The Meisters testified Koppel solicited further investments from them in August 2002 to pay off Sesame’s liabilities, including the back payroll taxes. Koppel advised the Meisters that Sesame was experiencing severe financial problems and that their investment might not be sufficient to satisfy the company’s debts. However, based on Koppel’s representations that their investment would help the company attract more outside financing by reducing its outstanding debt, the Meisters gave Sesame an additional $600, 000.

In conjunction with their final investment in August 2002, the Meisters entered into separate but identical agreements with Sesame setting forth their rights as preferred shareholders. Among other things, the agreements gave the Meisters a right of first refusal, a liquidation preference and a dividend preference.
=====
— Aim of the task —
Copy the passage on the Meisters' investments starting with "The Meisters testified" and going on through "a dividend preference.", renaming "Sesame" as "the company" throughout.

Dataset excerpts on object pointing:
=====
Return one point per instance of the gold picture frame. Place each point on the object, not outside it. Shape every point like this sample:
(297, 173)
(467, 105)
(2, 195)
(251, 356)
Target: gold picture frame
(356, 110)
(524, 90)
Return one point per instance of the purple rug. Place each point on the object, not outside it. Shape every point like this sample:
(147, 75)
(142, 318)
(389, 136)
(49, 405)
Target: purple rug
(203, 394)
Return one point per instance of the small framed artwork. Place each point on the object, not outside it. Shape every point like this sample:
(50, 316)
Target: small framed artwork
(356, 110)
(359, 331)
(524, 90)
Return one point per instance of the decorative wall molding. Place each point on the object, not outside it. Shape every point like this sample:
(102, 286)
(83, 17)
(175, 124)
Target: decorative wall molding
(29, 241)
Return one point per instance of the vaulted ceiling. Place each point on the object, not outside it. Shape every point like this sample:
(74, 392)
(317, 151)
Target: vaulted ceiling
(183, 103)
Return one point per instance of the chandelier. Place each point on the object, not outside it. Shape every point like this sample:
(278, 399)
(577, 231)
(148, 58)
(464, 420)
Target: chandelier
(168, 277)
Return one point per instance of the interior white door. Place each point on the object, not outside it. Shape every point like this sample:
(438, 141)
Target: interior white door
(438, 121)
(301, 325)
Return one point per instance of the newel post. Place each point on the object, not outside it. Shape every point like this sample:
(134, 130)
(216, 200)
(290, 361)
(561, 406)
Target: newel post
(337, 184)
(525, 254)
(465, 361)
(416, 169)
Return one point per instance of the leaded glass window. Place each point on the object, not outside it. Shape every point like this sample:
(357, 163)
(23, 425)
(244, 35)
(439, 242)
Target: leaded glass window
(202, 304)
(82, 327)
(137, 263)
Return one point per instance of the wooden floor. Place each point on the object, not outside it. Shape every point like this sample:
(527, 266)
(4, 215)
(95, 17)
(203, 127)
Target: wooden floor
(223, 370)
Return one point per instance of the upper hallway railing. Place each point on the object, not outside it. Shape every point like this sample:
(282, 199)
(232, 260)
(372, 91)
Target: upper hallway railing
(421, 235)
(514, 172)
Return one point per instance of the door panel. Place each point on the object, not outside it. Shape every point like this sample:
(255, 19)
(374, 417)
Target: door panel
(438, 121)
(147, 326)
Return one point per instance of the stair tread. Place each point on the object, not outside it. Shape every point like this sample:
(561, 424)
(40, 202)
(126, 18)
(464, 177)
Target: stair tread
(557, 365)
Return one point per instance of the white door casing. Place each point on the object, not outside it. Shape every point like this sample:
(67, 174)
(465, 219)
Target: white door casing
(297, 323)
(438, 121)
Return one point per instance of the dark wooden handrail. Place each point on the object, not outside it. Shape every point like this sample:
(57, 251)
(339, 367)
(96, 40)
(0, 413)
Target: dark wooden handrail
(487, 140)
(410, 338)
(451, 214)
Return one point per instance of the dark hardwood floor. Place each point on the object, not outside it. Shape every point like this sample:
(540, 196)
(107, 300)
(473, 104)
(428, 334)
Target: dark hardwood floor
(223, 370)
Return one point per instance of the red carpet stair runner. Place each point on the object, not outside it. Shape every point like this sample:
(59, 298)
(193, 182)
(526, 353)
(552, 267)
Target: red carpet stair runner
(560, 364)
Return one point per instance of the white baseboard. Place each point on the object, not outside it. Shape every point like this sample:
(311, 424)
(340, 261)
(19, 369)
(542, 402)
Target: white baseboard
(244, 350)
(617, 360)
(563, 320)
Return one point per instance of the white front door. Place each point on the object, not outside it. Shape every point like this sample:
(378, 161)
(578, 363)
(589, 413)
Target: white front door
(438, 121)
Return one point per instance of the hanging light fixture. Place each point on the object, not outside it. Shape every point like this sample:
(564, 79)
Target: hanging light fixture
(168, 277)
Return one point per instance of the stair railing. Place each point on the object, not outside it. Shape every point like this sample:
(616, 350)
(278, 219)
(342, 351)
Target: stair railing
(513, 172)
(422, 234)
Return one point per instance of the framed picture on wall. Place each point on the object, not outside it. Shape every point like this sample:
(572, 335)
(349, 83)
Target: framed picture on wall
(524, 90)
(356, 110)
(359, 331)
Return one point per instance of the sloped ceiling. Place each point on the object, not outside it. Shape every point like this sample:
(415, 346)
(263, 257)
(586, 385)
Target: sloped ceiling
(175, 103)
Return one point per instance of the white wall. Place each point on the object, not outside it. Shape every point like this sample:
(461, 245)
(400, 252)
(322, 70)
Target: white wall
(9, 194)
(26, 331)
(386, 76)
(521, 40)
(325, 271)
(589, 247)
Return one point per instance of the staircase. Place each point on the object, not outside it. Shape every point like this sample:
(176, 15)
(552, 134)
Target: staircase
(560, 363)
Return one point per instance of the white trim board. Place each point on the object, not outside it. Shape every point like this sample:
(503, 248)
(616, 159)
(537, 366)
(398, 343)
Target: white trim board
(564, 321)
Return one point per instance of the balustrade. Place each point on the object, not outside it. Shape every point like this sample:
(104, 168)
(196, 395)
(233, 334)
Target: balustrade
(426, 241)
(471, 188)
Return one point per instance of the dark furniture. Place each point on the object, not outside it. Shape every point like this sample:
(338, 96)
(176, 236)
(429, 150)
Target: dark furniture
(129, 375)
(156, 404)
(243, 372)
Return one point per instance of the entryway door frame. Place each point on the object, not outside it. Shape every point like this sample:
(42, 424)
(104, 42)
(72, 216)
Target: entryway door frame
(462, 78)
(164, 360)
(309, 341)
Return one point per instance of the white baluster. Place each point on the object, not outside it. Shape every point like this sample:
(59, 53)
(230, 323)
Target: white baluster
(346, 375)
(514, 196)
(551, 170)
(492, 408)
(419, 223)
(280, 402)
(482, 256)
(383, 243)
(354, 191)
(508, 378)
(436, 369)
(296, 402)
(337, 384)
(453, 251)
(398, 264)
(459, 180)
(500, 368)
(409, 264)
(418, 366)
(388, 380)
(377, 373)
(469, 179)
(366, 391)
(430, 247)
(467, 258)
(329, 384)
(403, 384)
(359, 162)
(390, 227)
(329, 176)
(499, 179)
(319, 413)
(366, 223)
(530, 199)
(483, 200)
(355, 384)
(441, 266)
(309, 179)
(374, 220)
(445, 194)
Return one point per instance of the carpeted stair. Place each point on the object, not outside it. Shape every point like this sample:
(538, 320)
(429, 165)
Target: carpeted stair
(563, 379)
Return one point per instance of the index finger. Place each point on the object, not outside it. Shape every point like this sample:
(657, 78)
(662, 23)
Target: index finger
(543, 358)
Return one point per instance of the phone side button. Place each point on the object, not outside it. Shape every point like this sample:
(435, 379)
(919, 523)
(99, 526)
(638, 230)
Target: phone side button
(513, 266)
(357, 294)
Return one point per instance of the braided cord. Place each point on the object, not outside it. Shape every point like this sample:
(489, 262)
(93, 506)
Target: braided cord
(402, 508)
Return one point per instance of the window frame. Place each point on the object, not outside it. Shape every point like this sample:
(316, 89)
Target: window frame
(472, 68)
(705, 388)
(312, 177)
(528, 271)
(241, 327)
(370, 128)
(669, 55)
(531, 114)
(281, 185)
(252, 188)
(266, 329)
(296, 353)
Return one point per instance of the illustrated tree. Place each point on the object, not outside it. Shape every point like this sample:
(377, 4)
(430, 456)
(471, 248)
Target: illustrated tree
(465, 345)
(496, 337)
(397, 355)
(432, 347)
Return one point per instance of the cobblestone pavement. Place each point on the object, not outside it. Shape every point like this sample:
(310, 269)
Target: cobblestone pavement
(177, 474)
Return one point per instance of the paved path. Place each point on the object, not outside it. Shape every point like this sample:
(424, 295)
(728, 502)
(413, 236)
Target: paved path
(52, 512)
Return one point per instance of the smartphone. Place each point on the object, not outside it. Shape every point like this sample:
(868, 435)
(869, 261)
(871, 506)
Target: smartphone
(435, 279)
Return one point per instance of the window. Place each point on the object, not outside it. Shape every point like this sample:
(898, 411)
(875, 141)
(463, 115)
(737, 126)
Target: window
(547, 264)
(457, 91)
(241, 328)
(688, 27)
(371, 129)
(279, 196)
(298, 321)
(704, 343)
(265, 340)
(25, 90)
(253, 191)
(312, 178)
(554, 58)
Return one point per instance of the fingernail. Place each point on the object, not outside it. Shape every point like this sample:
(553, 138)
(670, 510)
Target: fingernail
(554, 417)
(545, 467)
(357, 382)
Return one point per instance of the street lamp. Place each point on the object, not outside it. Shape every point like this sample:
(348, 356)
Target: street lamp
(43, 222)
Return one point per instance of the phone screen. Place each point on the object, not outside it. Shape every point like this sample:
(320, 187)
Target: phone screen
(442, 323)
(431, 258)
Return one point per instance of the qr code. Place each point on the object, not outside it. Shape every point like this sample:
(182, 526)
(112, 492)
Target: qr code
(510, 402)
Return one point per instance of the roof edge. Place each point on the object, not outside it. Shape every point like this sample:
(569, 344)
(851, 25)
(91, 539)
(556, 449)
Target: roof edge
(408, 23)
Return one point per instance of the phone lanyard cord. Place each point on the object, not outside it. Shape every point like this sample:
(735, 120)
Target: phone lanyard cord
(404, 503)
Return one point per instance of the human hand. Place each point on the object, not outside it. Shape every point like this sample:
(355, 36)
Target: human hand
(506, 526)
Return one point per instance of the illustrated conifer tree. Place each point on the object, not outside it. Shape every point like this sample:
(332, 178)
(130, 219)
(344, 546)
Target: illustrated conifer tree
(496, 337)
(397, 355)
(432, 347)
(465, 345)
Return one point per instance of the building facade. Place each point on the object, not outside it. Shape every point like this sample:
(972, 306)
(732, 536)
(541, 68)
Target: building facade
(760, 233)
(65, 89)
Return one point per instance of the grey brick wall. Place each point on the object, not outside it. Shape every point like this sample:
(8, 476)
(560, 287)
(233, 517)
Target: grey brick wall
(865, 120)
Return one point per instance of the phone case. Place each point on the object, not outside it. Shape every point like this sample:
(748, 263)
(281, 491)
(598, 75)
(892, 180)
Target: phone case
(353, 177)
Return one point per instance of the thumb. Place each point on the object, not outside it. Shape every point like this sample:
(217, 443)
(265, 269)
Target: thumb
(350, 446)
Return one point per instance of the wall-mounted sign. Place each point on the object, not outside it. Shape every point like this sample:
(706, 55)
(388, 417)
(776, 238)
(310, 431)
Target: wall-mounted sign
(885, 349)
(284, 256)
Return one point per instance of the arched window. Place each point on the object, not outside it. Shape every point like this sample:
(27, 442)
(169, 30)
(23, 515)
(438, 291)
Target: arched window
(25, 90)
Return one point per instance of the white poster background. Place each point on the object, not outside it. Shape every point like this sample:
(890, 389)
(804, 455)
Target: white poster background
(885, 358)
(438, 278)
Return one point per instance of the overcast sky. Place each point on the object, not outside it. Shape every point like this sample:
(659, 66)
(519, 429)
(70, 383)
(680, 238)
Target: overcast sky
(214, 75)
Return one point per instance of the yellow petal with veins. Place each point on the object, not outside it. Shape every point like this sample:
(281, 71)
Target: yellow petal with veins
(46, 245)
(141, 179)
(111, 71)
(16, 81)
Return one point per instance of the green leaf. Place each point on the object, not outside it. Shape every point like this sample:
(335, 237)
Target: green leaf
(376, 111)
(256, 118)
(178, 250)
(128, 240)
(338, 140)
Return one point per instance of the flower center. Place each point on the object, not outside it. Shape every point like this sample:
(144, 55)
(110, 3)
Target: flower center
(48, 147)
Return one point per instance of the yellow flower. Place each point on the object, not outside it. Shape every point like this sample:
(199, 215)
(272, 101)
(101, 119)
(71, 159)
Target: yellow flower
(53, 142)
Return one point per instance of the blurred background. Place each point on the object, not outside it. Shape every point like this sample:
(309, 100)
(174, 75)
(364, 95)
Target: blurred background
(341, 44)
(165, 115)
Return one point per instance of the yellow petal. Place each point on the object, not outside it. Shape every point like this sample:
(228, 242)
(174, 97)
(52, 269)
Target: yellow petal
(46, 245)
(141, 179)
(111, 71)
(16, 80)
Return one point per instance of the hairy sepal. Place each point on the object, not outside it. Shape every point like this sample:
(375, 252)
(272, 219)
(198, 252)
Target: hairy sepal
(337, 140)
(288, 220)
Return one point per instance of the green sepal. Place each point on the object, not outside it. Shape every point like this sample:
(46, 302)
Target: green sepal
=====
— Finished answer —
The Meisters testified Koppel solicited further investments from them in August 2002 to pay off the company’s liabilities, including the back payroll taxes. Koppel advised the Meisters that the company was experiencing severe financial problems and that their investment might not be sufficient to satisfy the company’s debts. However, based on Koppel’s representations that their investment would help the company attract more outside financing by reducing its outstanding debt, the Meisters gave the company an additional $600, 000.

In conjunction with their final investment in August 2002, the Meisters entered into separate but identical agreements with the company setting forth their rights as preferred shareholders. Among other things, the agreements gave the Meisters a right of first refusal, a liquidation preference and a dividend preference.